Problem
Omit all images. Transcribe the rest of the material below exactly.

Supplied records
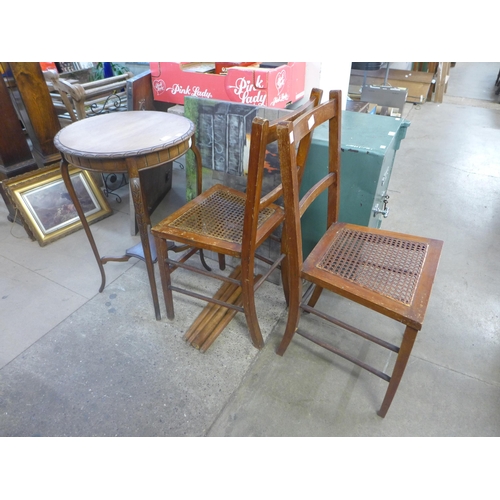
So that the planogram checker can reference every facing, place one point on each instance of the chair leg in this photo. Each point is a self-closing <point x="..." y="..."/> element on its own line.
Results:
<point x="162" y="253"/>
<point x="294" y="311"/>
<point x="315" y="296"/>
<point x="284" y="267"/>
<point x="404" y="354"/>
<point x="222" y="261"/>
<point x="248" y="302"/>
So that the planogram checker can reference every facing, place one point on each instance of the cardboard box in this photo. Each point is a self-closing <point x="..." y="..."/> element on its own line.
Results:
<point x="274" y="87"/>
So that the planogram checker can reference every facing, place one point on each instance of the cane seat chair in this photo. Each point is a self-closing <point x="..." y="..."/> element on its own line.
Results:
<point x="387" y="272"/>
<point x="228" y="222"/>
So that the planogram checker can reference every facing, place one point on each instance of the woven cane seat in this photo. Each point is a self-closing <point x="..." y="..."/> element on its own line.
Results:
<point x="387" y="265"/>
<point x="220" y="216"/>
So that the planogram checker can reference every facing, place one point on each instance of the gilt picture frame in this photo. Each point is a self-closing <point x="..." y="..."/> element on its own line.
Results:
<point x="44" y="204"/>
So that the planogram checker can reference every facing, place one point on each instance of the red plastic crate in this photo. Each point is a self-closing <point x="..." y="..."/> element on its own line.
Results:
<point x="274" y="87"/>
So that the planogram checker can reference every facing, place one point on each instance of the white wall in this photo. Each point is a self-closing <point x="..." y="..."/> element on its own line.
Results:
<point x="328" y="76"/>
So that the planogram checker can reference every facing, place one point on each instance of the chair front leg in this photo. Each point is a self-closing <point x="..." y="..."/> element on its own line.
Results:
<point x="404" y="354"/>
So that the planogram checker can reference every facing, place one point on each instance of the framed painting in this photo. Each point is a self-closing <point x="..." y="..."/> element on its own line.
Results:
<point x="42" y="200"/>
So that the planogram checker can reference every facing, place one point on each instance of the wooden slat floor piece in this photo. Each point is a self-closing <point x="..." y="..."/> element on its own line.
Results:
<point x="214" y="318"/>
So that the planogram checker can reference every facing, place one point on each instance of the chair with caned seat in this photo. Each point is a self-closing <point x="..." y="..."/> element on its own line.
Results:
<point x="387" y="272"/>
<point x="228" y="222"/>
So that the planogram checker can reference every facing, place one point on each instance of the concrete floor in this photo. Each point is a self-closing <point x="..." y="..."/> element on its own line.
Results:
<point x="75" y="362"/>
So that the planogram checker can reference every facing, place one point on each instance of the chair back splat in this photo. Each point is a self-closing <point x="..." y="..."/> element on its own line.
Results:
<point x="227" y="222"/>
<point x="387" y="272"/>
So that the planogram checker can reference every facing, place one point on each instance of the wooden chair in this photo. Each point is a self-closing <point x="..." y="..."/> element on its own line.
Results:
<point x="388" y="272"/>
<point x="227" y="222"/>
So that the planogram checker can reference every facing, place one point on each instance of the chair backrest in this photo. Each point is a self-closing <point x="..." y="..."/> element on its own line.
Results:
<point x="294" y="139"/>
<point x="265" y="132"/>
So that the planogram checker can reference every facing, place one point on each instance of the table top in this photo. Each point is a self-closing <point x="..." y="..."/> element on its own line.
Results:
<point x="124" y="134"/>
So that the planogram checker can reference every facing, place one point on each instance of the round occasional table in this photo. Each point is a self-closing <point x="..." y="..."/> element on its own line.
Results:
<point x="128" y="141"/>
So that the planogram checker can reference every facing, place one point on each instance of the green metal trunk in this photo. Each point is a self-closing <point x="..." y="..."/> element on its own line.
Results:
<point x="369" y="144"/>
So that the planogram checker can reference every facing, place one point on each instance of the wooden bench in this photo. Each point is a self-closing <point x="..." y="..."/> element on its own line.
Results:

Solution to this problem
So that the planogram checker can reference every facing, place one point on each instance of the chair leg in this photo. Each point is a self-closing <point x="..." y="..."/> element on its own line.
Results:
<point x="162" y="253"/>
<point x="294" y="311"/>
<point x="315" y="296"/>
<point x="284" y="267"/>
<point x="404" y="354"/>
<point x="222" y="261"/>
<point x="248" y="302"/>
So that the planogram checker can reference every facing, place one point on each instance of the cardboard box in this photo. Each point is a self-closing <point x="..." y="..."/> element on its own line.
Results:
<point x="274" y="87"/>
So that the planogram checker can reference every facing, place one point on each instance of the cane seat chair in this photo. Each point is a self-closing <point x="..." y="..."/> element on its own line.
Results:
<point x="387" y="272"/>
<point x="228" y="222"/>
So that the planogram checker can reference every facing, place one point on each instance of the woven cane seat in this photo. Each point is a self-closing <point x="..." y="..."/> element on its own line.
Results:
<point x="387" y="265"/>
<point x="220" y="216"/>
So that the planogram checker can reference every facing, place one point on each instance of the gilt picture frame in this photo. Each point is a self-closing <point x="..." y="..."/> element on its own line.
Results:
<point x="44" y="204"/>
So that the planogram checker can reference every facing, place one point on each instance of the red plastic crate in this photo. Each point is a self-closing <point x="..." y="..."/> element on its own line.
Results:
<point x="274" y="87"/>
So that the planogram checker can reference every facing, place one point on each instance of the white wall in this photo. Each point is a self-closing <point x="..." y="..."/> element on its own line.
Results:
<point x="328" y="76"/>
So that the planogram checker can reference every facing, place one point on each instance of the chair front leg in this photo. Each point is a self-closing <point x="..." y="..."/> element on its own line.
Results:
<point x="404" y="354"/>
So that the planogram checker can reference every facing, place one point on each instance of the framed painting in this photo. Each point is a self-closing <point x="..." y="..."/> element on its own line.
Results:
<point x="42" y="200"/>
So that the planogram checker can reference every facing, place one point on each instance of the wooden slat floor piece in this photo. Each point is a self-closing <point x="..." y="..."/> element on its own line.
Results:
<point x="214" y="318"/>
So that the planogram checker can reference every facing, place one point on each instance of the chair with caned seat in this photo. Each point is a self-closing <point x="..." y="..."/> element on its own line.
Results:
<point x="387" y="272"/>
<point x="228" y="222"/>
So that the planogram checker can reference every facing, place one point on each instance of the concrete floor in this photo. Each point is a self-closing <point x="..." y="..."/> element on its own line.
Results:
<point x="75" y="362"/>
So that the planogram checker can reference every facing, place one point on each instance of the chair back splat in this photo. Each point is a self-closing <point x="..." y="..."/> element on its own line.
Results:
<point x="227" y="222"/>
<point x="387" y="272"/>
So that the planogram checker can reference every facing, place one point on each instance of the wooden chair in this photo. Each point is a self-closing <point x="..." y="..."/> element on its own line.
Results:
<point x="388" y="272"/>
<point x="227" y="222"/>
So that the planogram checker can reference every facing, place one point on each instance of the chair backrest in this photo. Each point is a self-closing <point x="..." y="..."/> element on its own line.
Results:
<point x="294" y="139"/>
<point x="265" y="132"/>
So that the planogram checker can reference every facing, place one point on each instance of the table top in this photo. Each point is a self-closing <point x="..." y="..."/> element on its own line.
Results:
<point x="124" y="134"/>
So that the planogram checker can reference every facing, place one point on each instance of the round occasional table in this photo. Each point is a self-closing <point x="..." y="..."/> element on its own line.
Results:
<point x="128" y="141"/>
So that the planogram checker can reference every facing, place one point on each instance of the green metal trunk in this photo. Each point is a self-closing <point x="..." y="..."/> element on its own line.
Results:
<point x="369" y="144"/>
So that the planogram checker can reference every facing, place one point on each instance of the wooden bench in this photo. Each point is a self-closing <point x="..." y="..."/> element on its own line.
Results:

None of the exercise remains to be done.